#### Dataset records
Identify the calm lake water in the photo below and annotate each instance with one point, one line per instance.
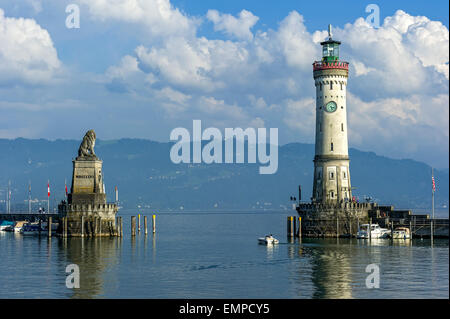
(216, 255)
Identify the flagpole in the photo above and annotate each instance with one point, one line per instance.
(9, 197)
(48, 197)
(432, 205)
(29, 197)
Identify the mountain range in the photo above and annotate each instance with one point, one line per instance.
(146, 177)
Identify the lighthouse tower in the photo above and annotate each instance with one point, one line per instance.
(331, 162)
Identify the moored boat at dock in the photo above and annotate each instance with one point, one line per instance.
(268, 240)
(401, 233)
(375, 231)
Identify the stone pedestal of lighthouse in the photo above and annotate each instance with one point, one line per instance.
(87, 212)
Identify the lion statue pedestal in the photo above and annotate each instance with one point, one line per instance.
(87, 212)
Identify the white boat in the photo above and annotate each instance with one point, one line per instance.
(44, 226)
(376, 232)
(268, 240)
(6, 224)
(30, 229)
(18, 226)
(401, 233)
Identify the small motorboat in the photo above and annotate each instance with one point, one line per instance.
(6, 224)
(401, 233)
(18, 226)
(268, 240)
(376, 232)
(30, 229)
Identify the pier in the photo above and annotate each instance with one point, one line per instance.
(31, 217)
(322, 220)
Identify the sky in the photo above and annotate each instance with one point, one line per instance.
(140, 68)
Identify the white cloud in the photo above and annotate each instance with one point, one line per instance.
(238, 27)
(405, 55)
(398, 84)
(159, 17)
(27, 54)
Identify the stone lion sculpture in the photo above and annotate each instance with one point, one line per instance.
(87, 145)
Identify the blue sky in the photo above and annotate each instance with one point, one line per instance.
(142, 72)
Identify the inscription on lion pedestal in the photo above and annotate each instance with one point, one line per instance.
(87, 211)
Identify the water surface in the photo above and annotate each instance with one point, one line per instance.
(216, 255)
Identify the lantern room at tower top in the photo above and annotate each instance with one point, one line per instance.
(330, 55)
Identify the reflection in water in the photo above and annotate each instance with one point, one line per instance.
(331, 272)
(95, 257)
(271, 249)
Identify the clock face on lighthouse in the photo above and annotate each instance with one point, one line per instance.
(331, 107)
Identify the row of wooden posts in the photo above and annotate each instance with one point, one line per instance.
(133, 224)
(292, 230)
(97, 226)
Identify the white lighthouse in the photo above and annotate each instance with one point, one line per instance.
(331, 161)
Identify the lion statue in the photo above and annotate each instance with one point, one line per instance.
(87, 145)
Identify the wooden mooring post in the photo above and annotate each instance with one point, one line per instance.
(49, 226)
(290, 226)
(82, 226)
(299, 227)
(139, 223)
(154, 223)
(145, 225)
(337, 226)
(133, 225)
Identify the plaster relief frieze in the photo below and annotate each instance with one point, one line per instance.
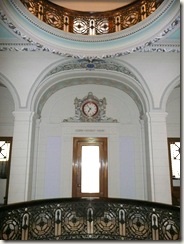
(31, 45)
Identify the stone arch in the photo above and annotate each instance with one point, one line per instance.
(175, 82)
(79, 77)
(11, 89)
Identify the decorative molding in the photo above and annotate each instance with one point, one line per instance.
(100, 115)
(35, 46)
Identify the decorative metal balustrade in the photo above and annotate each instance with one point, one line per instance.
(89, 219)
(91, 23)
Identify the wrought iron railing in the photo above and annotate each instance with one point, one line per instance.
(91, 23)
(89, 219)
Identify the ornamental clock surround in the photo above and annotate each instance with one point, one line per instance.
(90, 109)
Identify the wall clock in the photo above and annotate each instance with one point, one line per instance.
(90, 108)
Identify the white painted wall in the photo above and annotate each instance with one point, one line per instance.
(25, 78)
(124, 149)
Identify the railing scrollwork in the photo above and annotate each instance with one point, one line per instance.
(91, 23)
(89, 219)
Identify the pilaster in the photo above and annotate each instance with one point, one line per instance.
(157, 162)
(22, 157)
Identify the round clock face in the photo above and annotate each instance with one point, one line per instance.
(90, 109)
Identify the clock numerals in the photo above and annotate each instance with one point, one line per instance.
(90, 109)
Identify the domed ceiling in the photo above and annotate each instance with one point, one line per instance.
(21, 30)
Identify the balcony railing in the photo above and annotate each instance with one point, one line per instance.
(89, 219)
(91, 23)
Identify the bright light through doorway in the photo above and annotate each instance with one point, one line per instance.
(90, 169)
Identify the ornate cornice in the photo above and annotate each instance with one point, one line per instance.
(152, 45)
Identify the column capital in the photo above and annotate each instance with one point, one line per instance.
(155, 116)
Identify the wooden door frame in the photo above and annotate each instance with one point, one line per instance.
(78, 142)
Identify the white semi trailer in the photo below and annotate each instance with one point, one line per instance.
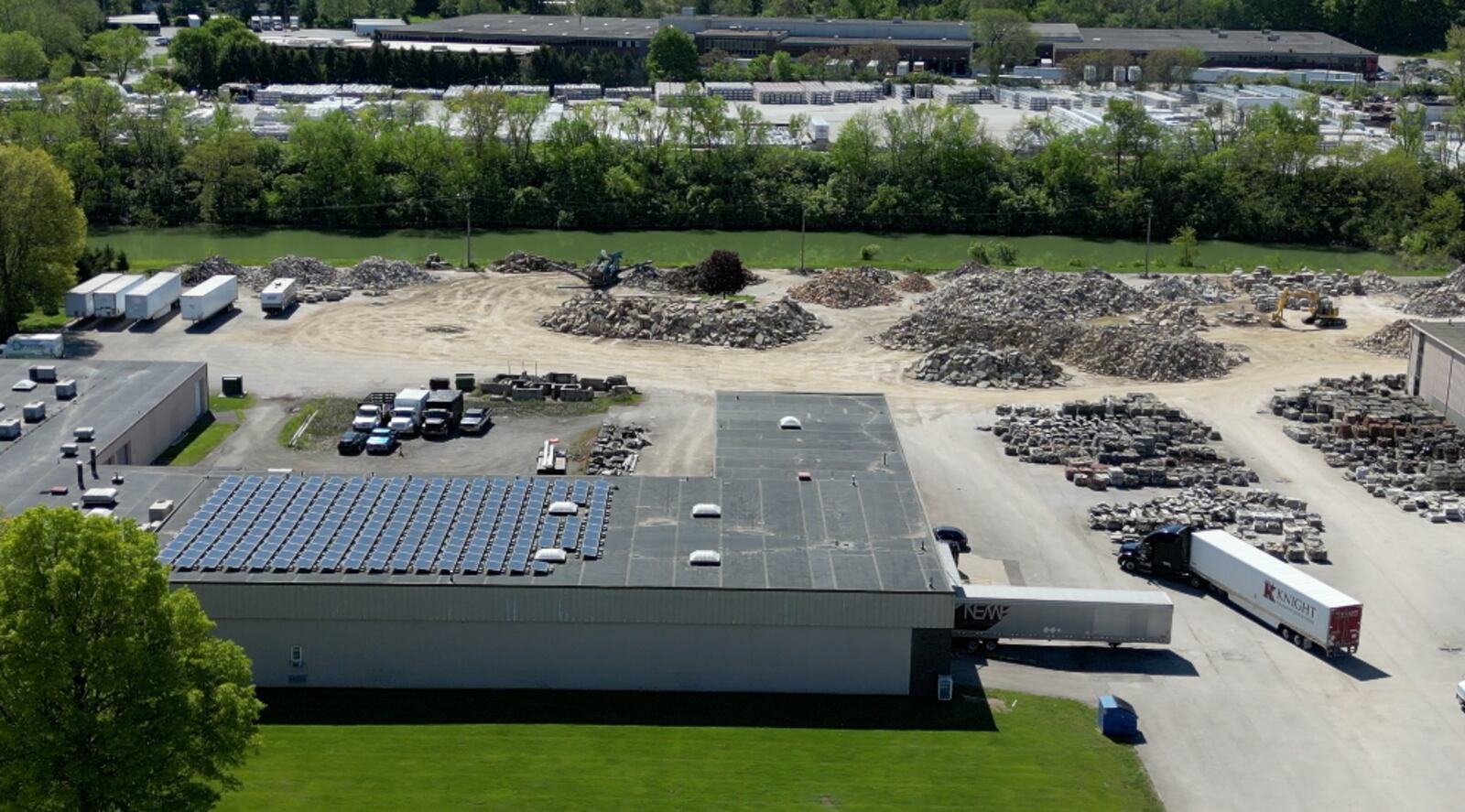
########
Assignment:
Pictures excluded, output exactly the line that contains "Identify the bright" and every line after it to the end of the data above.

The completed task:
Identify the bright light through doorway in the photo above and annotate each instance with one point, one line per instance.
(90, 169)
Identify the ornate cornice in the photo above and annotate each instance with one point, one line per instance.
(152, 45)
Identify the column capital in the photo above and annotate each instance with one point, one line per instance.
(155, 116)
Identify the wooden door frame in the photo above and annotate each instance with one point, one line per instance.
(78, 142)
Identify the white semi trailer in the photo below and annotate each instance with one point, one line per instance.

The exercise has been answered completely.